→ **The problem**
Copy out every record precisely.

START Excerpted records

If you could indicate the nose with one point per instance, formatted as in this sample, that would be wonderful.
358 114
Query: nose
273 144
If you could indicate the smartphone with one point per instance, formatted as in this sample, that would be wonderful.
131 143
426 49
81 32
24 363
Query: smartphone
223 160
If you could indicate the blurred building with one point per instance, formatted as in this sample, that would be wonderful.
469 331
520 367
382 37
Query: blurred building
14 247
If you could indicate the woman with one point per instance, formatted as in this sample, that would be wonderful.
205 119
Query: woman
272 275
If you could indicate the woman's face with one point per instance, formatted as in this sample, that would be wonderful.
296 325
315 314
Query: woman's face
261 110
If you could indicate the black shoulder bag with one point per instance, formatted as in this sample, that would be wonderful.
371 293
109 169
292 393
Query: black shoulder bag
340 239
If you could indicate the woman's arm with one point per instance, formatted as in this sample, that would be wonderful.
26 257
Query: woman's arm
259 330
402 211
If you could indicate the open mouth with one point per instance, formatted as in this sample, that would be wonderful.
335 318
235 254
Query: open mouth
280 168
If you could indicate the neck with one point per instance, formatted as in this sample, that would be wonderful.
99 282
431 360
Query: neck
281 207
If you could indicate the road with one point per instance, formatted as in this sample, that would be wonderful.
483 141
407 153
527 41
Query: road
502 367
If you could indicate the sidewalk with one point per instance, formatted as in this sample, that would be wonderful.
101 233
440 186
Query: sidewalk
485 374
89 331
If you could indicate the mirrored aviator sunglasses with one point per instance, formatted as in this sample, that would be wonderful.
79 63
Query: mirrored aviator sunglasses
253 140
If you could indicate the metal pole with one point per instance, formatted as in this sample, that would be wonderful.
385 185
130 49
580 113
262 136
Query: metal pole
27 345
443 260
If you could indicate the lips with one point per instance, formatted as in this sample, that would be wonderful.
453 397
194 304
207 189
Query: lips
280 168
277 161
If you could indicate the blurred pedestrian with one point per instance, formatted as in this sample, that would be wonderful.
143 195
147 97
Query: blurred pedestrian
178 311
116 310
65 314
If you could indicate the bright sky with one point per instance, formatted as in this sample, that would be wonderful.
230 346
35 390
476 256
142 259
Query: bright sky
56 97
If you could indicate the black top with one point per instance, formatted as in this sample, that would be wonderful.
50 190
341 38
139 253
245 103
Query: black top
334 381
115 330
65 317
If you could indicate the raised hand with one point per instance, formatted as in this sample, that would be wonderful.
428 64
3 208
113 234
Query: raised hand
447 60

END Excerpted records

→ **Solved problem**
If you could indicate the nose with one point per instance, formatted as in this sample, that would be wonderful.
358 114
Query: nose
273 144
If you could indicate the smartphone with one point per instance, formatted as in this sample, that would be wonderful.
131 143
426 49
81 32
24 363
Query: smartphone
223 160
If you could indicate the blurred building with one point per instance, formatted as in this sample, that would be wonderful.
469 331
520 367
382 37
Query: blurred building
14 247
If you could indicate the woman with one point per instance, formatted as in this sample, that would be wonderful.
205 119
Query: woman
272 275
If you could indicate the woman's face with one point per instance, formatted as in this sample, that would be wonderful.
296 325
315 314
Query: woman's face
261 110
If you could indicate the black shoulder bag with one point per instance, formatted as in this sample, that would be wonderful.
371 293
109 169
292 393
Query: black shoulder bag
340 239
If you could indicate the woman's arm with one point per instance, formatted as in this sample, that would be wonderful.
26 257
Query: woman's arm
259 330
402 211
If you could indicate the open mouth with one point per instance, formatted as in this sample, that would be wonderful.
335 318
235 254
Query: open mouth
280 168
If you could indicate the neck with one point per instance, formatted as in this sample, that would be wonderful.
99 282
431 360
Query: neck
281 207
If you could indicate the road with one point per instance, formatted as in this sample, that would be wonderful.
483 141
407 153
527 41
Query: road
502 367
If you could indicate the sidewalk with one point per instance, formatted as in this sample, that would be wonderful.
101 233
440 186
Query: sidewalk
485 374
89 331
If you could indicate the mirrored aviator sunglasses with one point per instance, formatted as in this sample, that would be wonderful.
79 63
Query: mirrored aviator sunglasses
253 140
If you could indicate the metal pole with one point per instance, formatted as in this sample, that would be wonderful.
385 185
130 49
580 113
262 136
Query: metal pole
27 345
443 260
If you could indicate the lips with one point per instance, formatted as in this sample, that would be wonderful.
453 397
194 304
207 189
Query: lips
280 168
277 161
If you could indicate the blurred pedestrian with one point per instance, formatted as in this sample, that would be wonderful.
143 195
147 97
Query: blurred pedestrian
178 311
116 310
65 314
If you could indicate the bright sky with one point per instance, formatted as in this sample, that would be wonderful.
230 346
35 390
476 256
142 259
Query: bright sky
56 97
If you could indicate the black top with one point per instance, formatted as in this sample, that would be wonderful.
50 190
341 38
139 253
245 103
Query: black top
334 381
115 330
65 317
If you could indicate the raised hand with one point per instance, formatted as in this sample, that would be wonderful.
428 64
3 208
113 234
Query: raised hand
447 60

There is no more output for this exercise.